EXCERPT PROVIDED:

** BEGIN **

Tuesday, June 26, 2007 10:16 PM

hm..today is tuesday..
2nd day of sku..
on the 1st day quite sian, PE only got to play v shortly..
then alot boring lesson..
recess time also diu suan..zzz
after sku got pissed by wei chi..
now still pissed wif her...
ok today, activated my hi card,
talked over wif xmm and cleared my doubts..
glad i listened to senior' s advise..lol..
i seriously gained alot at taka...hmm....
oh ya...
going for the singing competition =.=
wif yu hui beign my partner..
good luck ba..........


MONOKURO BOO♥

Monday, June 25, 2007 10:22 PM

ok..sadly..
the feeling u give mi is that u no longer treat mi as last time anymore
maybe you no longer need mi..
i shall fade away form your life then...
i will re appear when u need some1..
i am the invisible man beside you...
good luck to you...
i shall focus on my studies and bball..no mroe worries...
no more troubles...
no more happiness..
no mroe sadness..
i am an empty shell..
i donno watever i do is for who.....
sadly.. till i found my other half,
i have to remain like this......
yup..


MONOKURO BOO♥

Sunday, June 24, 2007 7:03 PM

hmm.. now i realised that sometiems its not really that bad to be alone..
at least for mi..
when i am alone,
i reflect on my actions and the surroundings..
so that i can be more wise?
anyways,
the emo period is over for mi..
i know you need support the most for now..
i can give you my support...
i don really mind to be good friends with you..
maybe u also need some time to cool don alone..
bt just be sure, i am always there for you...
either as a "bf" now or as a loyal fren forever...
i am willinging there...^^
school is opening tml..
hope everything can be back to track ba...
hope we can be back to last time...


MONOKURO BOO♥

2:53 AM

not bad huh..
with a multiple of reasons i cant fall asleep ..
now looking at my previous post..
its kinda weird..
maybe i wrote it when i was super emo ba...
or maybe cos i was so looking forward for today..
the cancellation was kind of made mi could not accept it..
so if any1 have read it don take it to heart..
haiz..
my thumb is aching..
guess its almost fractured...
not not as ache as my heart......
wat happpened to mi sia..
all i wish was consolation from you..
but i know you are not in good mood too..
i dare not ask for anything...
hope time would cure...
i still cant give up...
i just cant...
i have fallen too deep...
i love you too much...

anyway sorry to stranger, i was trying to fall asleep that why did not reply you...
though i failed =.=
anyway thnx for the attempt to unemo mi..

** END **

Coordinate annotation records

** BEGIN **

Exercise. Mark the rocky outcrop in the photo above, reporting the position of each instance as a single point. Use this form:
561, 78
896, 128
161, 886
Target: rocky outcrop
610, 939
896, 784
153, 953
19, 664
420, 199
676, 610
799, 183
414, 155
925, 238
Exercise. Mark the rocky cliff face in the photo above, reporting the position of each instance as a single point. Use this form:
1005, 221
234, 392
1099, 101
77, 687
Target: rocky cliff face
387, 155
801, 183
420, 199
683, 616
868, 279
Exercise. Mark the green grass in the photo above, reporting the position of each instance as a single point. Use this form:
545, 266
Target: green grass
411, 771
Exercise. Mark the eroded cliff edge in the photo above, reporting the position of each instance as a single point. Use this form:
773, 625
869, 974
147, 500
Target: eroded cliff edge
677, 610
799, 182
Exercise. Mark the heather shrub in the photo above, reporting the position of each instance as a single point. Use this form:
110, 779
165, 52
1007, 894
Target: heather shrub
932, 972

** END **

TASKS TO COMPLETE:
A) List every time of day shown as a posting time in the blog entries.
B) In the blog entries, who is named as the partner for the singing competition?
C) Carry on the blog entries past their final line, keeping the same voice.

EXERCISE ANSWERS:
A) 10:16 PM, 10:22 PM, 7:03 PM, 2:53 AM

B) Yu hui.

C)
i wont let the boat sink don worry..
not now..


MONOKURO BOO♥

Saturday, June 23, 2007 10:52 PM

back from bball/dota..
din expect myself to play form afternoon till 10 plus..
play bball at cc at first..
played wif xiang ling that gang and a group of friends form different countries...
donno how they noe each other...
anyway, got bored at 5 plus...
when went to 438 wif huan sheng..
saw bear they all, togetehr with hamster..
played till v late...
a gang of ppl came jio us play..
one of them was my little junior in pri sku last time..
he came and asked mi, do u still remember mi?
when i just saw him a week ago =.=
though i not gay, i still remember handsome faces...ya..
and one of them is john tan? if i di nspell wrong...
and the 1st word from him, some1' s name...
which pierced right through my heart..
ok...
after that played a while more and went to dota...
we jioed ppl 4v4...
kapo was randomed a weird hero and swaped wif mine...
since i so nice...
and it was quite a fun game, we almost lost..
when reach home, was eating while stoneing in front of the com..
an my little didi came and urine right onto my feet...zzz


though i wish to talk to you, i know you would not wan to talk to mi.
i am not those who are thick faced..
still, i cant quite accept the truth..
i see u fall deeper and deeper for him..
i was not able to be with you during ur bday..
we have not went anywhere since tat day..
your replys are getting colder and colder though we verbally said its settled..
i think it cant be saved anymore..
wat use can the 1 month be if i don get any chance...
my slightest hope is fading away..
my heart is almost dead..
but aagin, i am not a think faced person..
don worry..
i will disappear when i need to...
let mi bring away all the sorrows..
let mi settle with them alone..
my friends, you cant help mi..
and you were not there to help mi..
so i shall not ask you to help mi anymore..
i am sory but when i am down, i only wan one person to help mi, not you friends...
but its am impossible thing...
she cant help herself..
so, i must be independent...
i must save myself...
i live in my own world..
peaceful and quiet...
music is my fren..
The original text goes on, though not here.